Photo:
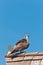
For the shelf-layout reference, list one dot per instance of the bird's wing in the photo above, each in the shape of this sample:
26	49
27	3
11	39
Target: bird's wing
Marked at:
21	41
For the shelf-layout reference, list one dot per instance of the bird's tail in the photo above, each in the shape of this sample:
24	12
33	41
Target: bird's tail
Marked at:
9	49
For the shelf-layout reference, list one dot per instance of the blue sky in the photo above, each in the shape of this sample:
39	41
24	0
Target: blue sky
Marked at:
18	18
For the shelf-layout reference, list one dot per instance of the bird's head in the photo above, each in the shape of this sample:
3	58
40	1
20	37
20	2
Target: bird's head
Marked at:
26	37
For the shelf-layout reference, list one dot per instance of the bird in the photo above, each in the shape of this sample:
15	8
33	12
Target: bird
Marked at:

**What needs to be done:** Rewrite all of the records above, replacing each "Marked at:" with "Located at:" and keeping everything else the same. Leave the picture out of your version.

**Result of the task:**
Photo:
For the shelf-layout reference, list one dot per instance of the bird's wing in the photo above, each in the shape of this sample:
26	49
27	3
11	39
Target: bird's wing
Located at:
21	41
For the shelf-layout reference, list one dot per instance of the bird's tail in the photo above, each in the shape of this sample:
24	12
33	41
Target: bird's tail
Located at:
9	49
For the shelf-layout reference, list one dot per instance of the blue sky in the photo above, each in the shape of this sample:
39	41
24	0
Target: blue sky
Located at:
18	18
For the shelf-layout reference, list one dot per instance of the bird's head in the photo above, each in the shape of this sample:
3	58
40	1
20	37
20	2
Target: bird's head
Located at:
26	37
For the shelf-layout reference, list one dot per instance of the bird in the photo above, each in the shape of this sample:
15	8
33	12
Target: bird
Located at:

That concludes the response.